◆ Problem details
Copy the post-concussion text from "When to see" up to and including "caused the concussion.", swapping "doctor" for "physician" throughout.

◆ Exercise passage
□ □ □

Post-concussion symptoms include:
- Loss of concentration and memory
- Ringing in the ears
- Blurry vision
- Noise and light sensitivity
- Rarely, decreases in taste and smell
Post-concussion headaches can vary and may feel like tension-type headaches or migraines. Most often, they are tension-type headaches. These may be associated with a neck injury that happened at the same time as the head injury.
When to see a doctor
See a doctor if you experience a head injury severe enough to cause confusion or amnesia — even if you never lost consciousness.
If a concussion occurs while you're playing a sport, don't go back in the game. Seek medical attention so that you don't risk worsening your injury.
Some experts believe post-concussion symptoms are caused by structural damage to the brain or disruption of the messaging system within the nerves, caused by the impact that caused the concussion.
Others believe post-concussion symptoms are related to psychological factors, especially since the most common symptoms — headache, dizziness and sleep problems — are similar to those often experienced by people diagnosed with depression, anxiety or post-traumatic stress disorder.

□ □ □

(Collection entries)
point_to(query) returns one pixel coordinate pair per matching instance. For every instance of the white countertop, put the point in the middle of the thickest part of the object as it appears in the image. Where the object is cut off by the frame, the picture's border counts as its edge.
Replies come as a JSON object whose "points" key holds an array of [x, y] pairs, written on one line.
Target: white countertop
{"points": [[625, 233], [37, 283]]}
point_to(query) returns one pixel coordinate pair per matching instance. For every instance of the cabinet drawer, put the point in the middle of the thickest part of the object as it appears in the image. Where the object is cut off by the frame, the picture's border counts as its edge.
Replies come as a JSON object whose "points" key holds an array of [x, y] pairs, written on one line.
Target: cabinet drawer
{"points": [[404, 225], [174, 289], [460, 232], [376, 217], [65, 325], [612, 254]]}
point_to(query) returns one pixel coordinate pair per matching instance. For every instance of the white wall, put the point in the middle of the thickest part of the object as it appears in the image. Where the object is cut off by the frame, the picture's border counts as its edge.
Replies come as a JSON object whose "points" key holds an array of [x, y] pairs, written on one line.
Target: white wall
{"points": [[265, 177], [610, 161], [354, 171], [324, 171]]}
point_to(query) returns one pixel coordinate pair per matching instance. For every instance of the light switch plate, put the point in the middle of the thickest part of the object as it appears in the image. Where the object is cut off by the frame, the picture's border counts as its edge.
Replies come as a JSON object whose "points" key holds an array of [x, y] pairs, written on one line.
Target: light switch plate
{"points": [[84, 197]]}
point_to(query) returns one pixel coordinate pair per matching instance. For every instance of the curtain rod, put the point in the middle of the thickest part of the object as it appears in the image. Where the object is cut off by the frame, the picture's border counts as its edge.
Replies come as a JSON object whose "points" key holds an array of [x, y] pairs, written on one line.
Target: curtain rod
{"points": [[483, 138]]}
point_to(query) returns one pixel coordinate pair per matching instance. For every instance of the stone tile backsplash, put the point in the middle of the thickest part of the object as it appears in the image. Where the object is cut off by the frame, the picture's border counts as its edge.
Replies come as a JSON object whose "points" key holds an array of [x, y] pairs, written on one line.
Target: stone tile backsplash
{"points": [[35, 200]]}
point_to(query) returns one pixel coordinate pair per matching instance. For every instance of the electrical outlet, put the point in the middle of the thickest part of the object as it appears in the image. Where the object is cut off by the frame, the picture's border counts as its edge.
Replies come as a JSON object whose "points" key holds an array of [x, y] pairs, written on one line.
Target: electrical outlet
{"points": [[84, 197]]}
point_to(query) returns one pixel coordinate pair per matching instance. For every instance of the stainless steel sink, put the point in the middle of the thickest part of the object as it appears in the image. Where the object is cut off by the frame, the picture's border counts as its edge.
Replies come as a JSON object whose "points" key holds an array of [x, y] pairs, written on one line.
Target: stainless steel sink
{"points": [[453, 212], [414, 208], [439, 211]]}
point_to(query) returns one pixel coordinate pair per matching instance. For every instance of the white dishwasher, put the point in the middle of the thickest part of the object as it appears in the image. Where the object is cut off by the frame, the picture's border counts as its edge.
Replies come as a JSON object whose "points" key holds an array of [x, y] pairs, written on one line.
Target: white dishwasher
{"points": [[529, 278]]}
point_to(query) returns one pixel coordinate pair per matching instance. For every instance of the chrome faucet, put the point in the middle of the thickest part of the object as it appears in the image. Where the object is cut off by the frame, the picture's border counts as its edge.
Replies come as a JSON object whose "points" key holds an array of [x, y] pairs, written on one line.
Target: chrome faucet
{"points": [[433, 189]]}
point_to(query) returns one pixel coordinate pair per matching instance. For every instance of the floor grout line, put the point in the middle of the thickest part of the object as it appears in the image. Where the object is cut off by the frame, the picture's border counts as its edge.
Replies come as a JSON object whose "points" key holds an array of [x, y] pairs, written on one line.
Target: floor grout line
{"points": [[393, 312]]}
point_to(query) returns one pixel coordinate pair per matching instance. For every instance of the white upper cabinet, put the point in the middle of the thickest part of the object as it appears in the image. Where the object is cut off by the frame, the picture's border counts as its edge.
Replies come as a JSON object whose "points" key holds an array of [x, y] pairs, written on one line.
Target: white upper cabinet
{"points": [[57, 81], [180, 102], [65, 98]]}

□ □ □

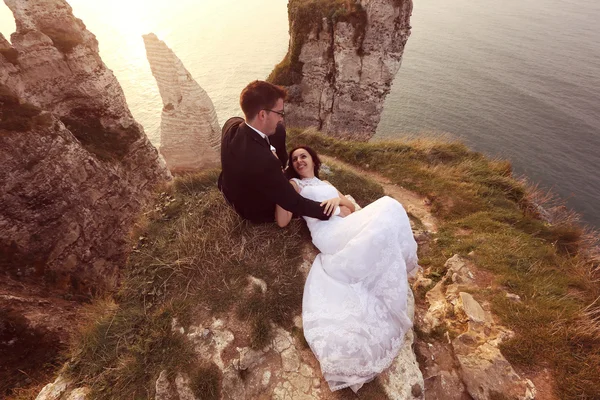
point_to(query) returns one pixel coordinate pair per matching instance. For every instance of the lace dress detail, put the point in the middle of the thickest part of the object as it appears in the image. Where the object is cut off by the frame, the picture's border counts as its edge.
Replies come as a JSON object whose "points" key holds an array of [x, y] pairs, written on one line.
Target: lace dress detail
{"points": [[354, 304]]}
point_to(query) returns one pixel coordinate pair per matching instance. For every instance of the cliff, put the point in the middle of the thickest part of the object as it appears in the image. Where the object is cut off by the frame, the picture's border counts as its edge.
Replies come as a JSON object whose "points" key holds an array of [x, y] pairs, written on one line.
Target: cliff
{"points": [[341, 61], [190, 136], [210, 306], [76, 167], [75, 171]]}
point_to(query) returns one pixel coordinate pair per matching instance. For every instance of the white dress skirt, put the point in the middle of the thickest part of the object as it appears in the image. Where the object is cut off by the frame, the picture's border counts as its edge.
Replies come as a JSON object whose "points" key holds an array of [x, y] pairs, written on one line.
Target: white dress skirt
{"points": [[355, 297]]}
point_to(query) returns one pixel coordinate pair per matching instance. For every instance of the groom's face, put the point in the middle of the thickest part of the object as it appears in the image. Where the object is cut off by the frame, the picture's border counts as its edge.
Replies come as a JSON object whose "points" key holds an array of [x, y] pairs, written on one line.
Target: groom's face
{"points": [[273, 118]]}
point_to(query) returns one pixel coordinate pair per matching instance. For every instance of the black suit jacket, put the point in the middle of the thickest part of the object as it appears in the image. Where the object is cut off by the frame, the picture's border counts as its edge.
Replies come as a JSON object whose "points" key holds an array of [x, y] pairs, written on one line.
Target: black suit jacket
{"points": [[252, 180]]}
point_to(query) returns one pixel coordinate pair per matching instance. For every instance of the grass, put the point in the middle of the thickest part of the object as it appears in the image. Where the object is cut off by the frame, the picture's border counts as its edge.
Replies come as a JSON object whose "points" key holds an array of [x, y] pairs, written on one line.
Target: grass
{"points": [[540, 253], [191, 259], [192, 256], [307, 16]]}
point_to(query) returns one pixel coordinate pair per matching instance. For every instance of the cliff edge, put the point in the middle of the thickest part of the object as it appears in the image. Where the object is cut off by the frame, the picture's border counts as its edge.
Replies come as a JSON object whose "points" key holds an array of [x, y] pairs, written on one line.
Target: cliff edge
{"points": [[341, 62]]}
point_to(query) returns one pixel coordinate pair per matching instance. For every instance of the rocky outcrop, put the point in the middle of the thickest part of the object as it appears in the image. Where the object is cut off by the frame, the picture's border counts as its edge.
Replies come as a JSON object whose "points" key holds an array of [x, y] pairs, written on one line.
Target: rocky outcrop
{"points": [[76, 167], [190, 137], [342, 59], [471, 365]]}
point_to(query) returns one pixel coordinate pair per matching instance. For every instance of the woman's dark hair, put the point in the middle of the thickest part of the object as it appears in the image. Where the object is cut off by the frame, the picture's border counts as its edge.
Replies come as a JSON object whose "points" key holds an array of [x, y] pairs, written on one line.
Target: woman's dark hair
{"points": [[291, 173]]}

□ □ □

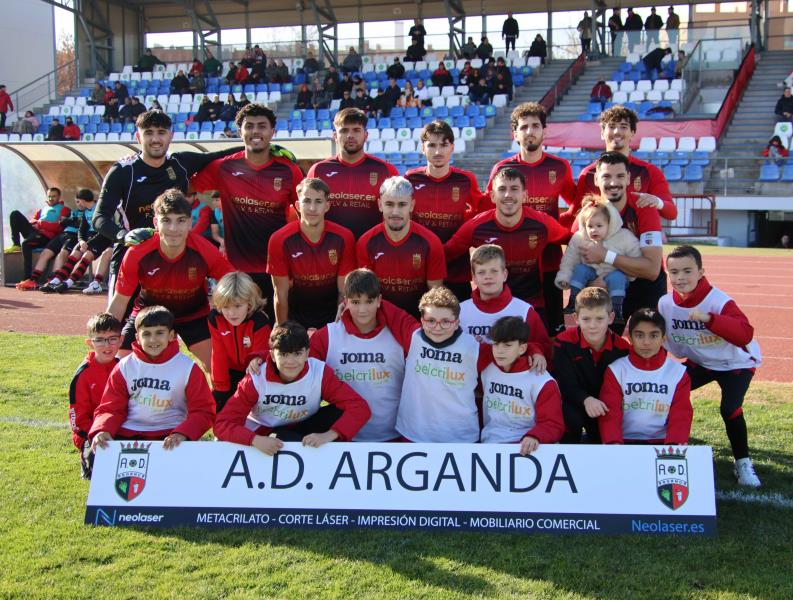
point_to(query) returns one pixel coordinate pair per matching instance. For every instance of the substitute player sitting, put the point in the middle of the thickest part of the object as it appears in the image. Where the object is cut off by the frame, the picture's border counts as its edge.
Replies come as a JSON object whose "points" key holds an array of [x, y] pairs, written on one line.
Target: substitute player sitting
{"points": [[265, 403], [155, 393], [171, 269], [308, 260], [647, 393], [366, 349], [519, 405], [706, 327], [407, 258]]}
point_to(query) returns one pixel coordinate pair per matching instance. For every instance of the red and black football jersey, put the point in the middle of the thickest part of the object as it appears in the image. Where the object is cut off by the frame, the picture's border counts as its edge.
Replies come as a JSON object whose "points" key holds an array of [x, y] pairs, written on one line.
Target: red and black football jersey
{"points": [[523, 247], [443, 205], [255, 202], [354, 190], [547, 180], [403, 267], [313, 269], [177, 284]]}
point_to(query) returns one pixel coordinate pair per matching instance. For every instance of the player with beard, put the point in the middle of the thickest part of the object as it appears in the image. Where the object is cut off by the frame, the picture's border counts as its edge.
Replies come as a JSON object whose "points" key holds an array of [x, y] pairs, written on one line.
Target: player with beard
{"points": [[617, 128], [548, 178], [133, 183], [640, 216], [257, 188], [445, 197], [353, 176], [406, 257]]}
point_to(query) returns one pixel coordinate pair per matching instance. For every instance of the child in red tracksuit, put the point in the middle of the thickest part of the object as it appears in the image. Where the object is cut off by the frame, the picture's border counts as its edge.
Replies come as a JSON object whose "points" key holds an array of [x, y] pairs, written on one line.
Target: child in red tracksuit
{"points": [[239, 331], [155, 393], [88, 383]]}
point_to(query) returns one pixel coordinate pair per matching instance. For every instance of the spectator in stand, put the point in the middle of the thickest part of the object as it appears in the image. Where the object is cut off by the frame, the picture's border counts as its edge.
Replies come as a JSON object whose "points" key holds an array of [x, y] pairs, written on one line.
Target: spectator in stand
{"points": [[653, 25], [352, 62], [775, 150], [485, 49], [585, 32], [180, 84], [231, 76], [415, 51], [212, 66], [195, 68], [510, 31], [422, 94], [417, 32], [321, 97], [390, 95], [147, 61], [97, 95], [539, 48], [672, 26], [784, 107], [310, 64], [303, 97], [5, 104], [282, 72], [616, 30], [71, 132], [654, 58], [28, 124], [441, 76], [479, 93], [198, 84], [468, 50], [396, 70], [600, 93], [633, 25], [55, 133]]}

□ □ □

◆ Task response
When to see a physician
See a physician if you experience a head injury severe enough to cause confusion or amnesia — even if you never lost consciousness.
If a concussion occurs while you're playing a sport, don't go back in the game. Seek medical attention so that you don't risk worsening your injury.
Some experts believe post-concussion symptoms are caused by structural damage to the brain or disruption of the messaging system within the nerves, caused by the impact that caused the concussion.